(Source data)

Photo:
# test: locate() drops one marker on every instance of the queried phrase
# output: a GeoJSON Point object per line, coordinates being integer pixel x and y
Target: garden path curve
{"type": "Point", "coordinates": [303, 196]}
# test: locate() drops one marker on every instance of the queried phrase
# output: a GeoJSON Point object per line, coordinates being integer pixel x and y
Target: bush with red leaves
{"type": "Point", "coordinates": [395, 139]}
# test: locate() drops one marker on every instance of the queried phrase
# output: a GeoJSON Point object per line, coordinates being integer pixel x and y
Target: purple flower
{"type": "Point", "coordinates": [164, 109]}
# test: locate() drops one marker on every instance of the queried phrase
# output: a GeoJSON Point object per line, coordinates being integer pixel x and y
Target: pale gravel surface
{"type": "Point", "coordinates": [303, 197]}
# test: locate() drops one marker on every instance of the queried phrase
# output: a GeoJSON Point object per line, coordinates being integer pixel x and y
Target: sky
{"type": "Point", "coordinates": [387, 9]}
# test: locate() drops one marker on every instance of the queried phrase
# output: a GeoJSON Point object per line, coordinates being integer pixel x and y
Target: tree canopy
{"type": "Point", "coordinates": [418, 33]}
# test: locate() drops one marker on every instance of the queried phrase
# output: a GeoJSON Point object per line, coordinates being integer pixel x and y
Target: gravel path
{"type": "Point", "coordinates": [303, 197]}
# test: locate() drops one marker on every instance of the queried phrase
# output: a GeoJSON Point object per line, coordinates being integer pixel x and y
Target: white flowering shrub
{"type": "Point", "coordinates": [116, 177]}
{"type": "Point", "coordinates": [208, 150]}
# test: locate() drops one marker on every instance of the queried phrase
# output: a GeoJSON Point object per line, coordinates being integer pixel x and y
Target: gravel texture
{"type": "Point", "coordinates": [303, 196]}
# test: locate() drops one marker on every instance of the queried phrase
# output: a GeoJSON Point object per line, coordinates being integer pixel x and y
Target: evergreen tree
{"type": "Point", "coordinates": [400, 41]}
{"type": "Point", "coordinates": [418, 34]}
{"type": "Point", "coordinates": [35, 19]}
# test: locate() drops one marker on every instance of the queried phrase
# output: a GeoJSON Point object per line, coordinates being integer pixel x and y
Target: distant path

### Objective
Return the listing above in its exact form.

### Result
Photo:
# test: locate() drops one marker on every instance of the queried phrase
# output: a GeoJSON Point object per line, coordinates being integer pixel x and y
Target: garden path curve
{"type": "Point", "coordinates": [303, 196]}
# test: locate() drops one marker on every instance of the queried phrase
# output: a GeoJSON Point object per line, coordinates being integer pixel x and y
Target: bush with red leaves
{"type": "Point", "coordinates": [395, 139]}
# test: locate() drops one marker on every instance of the queried phrase
# output: a GeoJSON Point object per line, coordinates being integer pixel x and y
Target: purple flower
{"type": "Point", "coordinates": [164, 109]}
# test: locate() drops one marker on every instance of the queried phrase
# output: a GeoJSON Point object per line, coordinates being integer pixel x and y
Target: pale gravel surface
{"type": "Point", "coordinates": [303, 197]}
# test: locate() drops one marker on every instance of the queried phrase
# output: a GeoJSON Point object per line, coordinates being integer pixel x and y
Target: sky
{"type": "Point", "coordinates": [387, 9]}
# test: locate() drops one marker on every instance of the queried phrase
# output: a GeoJSON Point object per line, coordinates being integer pixel x and y
Target: tree canopy
{"type": "Point", "coordinates": [418, 33]}
# test: locate() drops one marker on every instance of the queried phrase
# output: a GeoJSON Point object per line, coordinates being integer pixel x and y
Target: gravel path
{"type": "Point", "coordinates": [303, 197]}
# test: locate() drops one marker on every instance of the queried phrase
# output: a GeoJSON Point object per line, coordinates being integer pixel x and y
Target: white flowering shrub
{"type": "Point", "coordinates": [116, 177]}
{"type": "Point", "coordinates": [208, 150]}
# test: locate() drops one marker on every instance of the queried phrase
# output: a GeoJSON Point object per line, coordinates being integer pixel x and y
Target: gravel texture
{"type": "Point", "coordinates": [303, 196]}
# test: locate() drops one marker on every instance of the queried phrase
# output: a GeoJSON Point object per line, coordinates being integer pixel x and y
Target: evergreen tree
{"type": "Point", "coordinates": [400, 41]}
{"type": "Point", "coordinates": [418, 34]}
{"type": "Point", "coordinates": [35, 19]}
# test: locate() drops one marker on every instance of the queried phrase
# output: a GeoJSON Point object per line, coordinates being integer pixel x and y
Target: distant path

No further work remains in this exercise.